-- START READING PASSAGE --
And while the light strengthened, there stretched towards the west the mighty shadow of the mountain itself, eclipsing acres of the landscape, which lay dim between the streaming radiance rushing to an apex on either side. But the sun mounts apace, and the shadow grows shorter continually.

The number of cone-like hills is remarkable, and here and there you see one of those circular, flat-topped elevations bristling with dark woods, which characterize much of Bohemian scenery along the Saxon frontier. While gazing on the singular forms, you may imagine them to be the crumbling remains of stupendous columns erected by giant hands in the old primeval ages.

In the distance you see the Elbe, a long, pale stripe, resembling a narrow lake, and you wish there were more of it, for the want of water is a sensible defect in the view. The region is fruitful and well peopled: had it a few large lakes besides, your eye would roam over it with the greater pleasure. The expanse is wide. In very clear weather, so mine host assured me, you can see Prague, and Schneekoppe in the Riesengebirge, each fifty miles distant.

To enable you to get the view all round clear of the trees a circular wooden tower is built, from the platform of which you may gaze on far and near. Immediately beneath you look down into the walled enclosure, upon the huts, the flower-beds, the potato plot, the sheltering hazel copse, and all the ins and outs of the place. You see mossy arbours open to the south, and little nooks where you may recline at ease and contemplate different points of the view.
-- END READING PASSAGE --
-- START RECORD EXCERPTS --
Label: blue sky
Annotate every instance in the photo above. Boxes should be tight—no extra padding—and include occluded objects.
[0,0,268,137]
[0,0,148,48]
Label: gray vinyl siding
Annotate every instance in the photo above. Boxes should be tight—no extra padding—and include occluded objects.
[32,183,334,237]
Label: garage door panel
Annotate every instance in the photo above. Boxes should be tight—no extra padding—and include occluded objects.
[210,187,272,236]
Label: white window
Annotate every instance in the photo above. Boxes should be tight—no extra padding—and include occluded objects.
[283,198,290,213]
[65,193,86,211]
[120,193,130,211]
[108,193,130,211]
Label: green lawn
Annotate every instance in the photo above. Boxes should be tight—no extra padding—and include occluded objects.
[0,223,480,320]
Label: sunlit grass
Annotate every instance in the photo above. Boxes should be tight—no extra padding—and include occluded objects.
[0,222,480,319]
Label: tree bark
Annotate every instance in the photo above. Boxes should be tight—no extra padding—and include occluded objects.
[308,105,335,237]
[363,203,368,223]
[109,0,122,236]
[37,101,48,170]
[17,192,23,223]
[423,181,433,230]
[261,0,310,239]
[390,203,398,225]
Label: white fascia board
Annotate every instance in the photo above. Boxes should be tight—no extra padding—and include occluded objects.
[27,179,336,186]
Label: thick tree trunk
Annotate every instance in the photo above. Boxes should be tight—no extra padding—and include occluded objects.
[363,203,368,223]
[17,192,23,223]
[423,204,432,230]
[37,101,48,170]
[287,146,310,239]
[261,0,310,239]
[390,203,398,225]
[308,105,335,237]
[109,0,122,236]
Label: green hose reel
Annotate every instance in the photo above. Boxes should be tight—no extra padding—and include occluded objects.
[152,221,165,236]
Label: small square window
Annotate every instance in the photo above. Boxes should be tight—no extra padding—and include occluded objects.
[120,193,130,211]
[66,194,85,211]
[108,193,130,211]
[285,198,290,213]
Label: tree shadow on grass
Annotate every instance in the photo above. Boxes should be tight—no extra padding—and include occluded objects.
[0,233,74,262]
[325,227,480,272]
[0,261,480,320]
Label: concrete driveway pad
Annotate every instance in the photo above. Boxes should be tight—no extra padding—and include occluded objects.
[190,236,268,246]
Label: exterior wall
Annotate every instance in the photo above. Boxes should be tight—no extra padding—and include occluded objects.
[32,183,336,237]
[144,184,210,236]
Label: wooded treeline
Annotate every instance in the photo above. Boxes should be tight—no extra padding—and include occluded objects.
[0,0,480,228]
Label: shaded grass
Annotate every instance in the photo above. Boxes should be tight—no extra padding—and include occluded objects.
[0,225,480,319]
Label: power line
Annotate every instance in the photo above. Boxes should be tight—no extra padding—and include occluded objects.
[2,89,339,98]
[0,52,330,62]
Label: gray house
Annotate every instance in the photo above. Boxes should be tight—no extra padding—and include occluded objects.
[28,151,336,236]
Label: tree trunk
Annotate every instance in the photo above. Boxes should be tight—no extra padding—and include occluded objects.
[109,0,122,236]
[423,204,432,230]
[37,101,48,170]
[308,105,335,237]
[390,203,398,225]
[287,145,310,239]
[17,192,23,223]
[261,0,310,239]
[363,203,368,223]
-- END RECORD EXCERPTS --
* _WHAT THE TASK REQUIRES_: Continue the passage above describing the view from the Bohemian mountain summit, starting after its final sentence.

* _SOLVED PROBLEM_:
I was glad after awhile to take refuge in one of these nooks, for the wind blew so strong and keen that my teeth chattered as I walked round the platform. However, there is steaming coffee ready to fortify you against the influences which mar the poetry of sunrise.

The garden, sheltered by its wall and screen of hazel, teems with flowers, a pleasing sight as you go and come in your explorations. I surveyed the whole premises from the dairy to the dancing-floor; noted the inscriptions here and there with which the owner seeks to conciliate your good opinion; looked at his bazaar, where you may buy Recollections of the Milleschauer, and so round to the little altar under the bell. Here the inscription runs:

Frisch auf!
Zur Arbeit dran,
Gott segne meine Plan:
denn
An Gottes Segen
Ist Alles gelegen.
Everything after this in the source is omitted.